Selected text Block Start
WWII, 1st Lieutenant Brian Woolley Flavelle

Brian was born in 1914 in Essex County, New Jersey. After receiving a degree and commission from the University of Oregon, he enlisted into the U.S. Air Corps on 14 July 1941. Trained as a B-24 Bomber Pilot, he was assigned to the 512th Bomber Group, 376th Bomber Group (Heavy). On 01 August 1943, Brian and his crew of the “Wongo Wongo” were tasked to participate in one of the most daring raids of World War II, Operation Tidal Wave. The mission was the costliest in Air Force history and was the second worst loss ever suffered by the Air Force on a single mission, now referred to as “Black Sunday”. His medal was recently discovered in Oregon and will returned to his two nephews, Ande & Brian Flavelle of Caldwell, NJ and Watsonville, CA. Read the Rest of Brian’s Story Here

WWII, Staff Sergeant Bernard Eldon Snow

Bernard was born 07 March 1924 in Santa Barbara, California to Beverly Bernard and Violet Lee Twitchell Snow. He later enlisted into the U.S. Army Air Corps on 06 October 1942 and served as a B-17 Ball Turret Gunner with the 366th Bomber Squadron, 305th Bomber Group. On 14 October 1943, his B-17 (#42-3549) nick-named “Mr. Jones”, was shot down by a German fighter near Hoorn, Holland. He would spend the rest of the war in the German Prisoner of War Camp Stalag 17-B. His Purple Heart was discovered in a Jewelry shop in California and will be reunited with his Daughter, Mrs. Rebecca Crofts from Superior, Wisconsin.
Selected text Block End
Supplied entries Block Start
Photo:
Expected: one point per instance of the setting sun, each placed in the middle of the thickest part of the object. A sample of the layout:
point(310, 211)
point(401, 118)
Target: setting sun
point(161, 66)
Supplied entries Block End
• _Problems to work on_
A) Decide whether each statement agrees with the text about the two WWII servicemen, and quote the words that decide it. (i) Brian Flavelle enlisted on 14 July 1941. (ii) Bernard Snow's B-17 was brought down by anti-aircraft fire. (iii) Bernard Snow's Purple Heart was found in Oregon.
B) Write out the part of the text about the two WWII servicemen starting at "WWII, Staff Sergeant" and ending at "from Superior, Wisconsin.".

• _Responses per task_
A)
(i) Yes: "he enlisted into the U.S. Air Corps on 14 July 1941"
(ii) No: "was shot down by a German fighter near Hoorn, Holland"
(iii) No: "His Purple Heart was discovered in a Jewelry shop in California"

B)
WWII, Staff Sergeant Bernard Eldon Snow

Bernard was born 07 March 1924 in Santa Barbara, California to Beverly Bernard and Violet Lee Twitchell Snow. He later enlisted into the U.S. Army Air Corps on 06 October 1942 and served as a B-17 Ball Turret Gunner with the 366th Bomber Squadron, 305th Bomber Group. On 14 October 1943, his B-17 (#42-3549) nick-named “Mr. Jones”, was shot down by a German fighter near Hoorn, Holland. He would spend the rest of the war in the German Prisoner of War Camp Stalag 17-B. His Purple Heart was discovered in a Jewelry shop in California and will be reunited with his Daughter, Mrs. Rebecca Crofts from Superior, Wisconsin.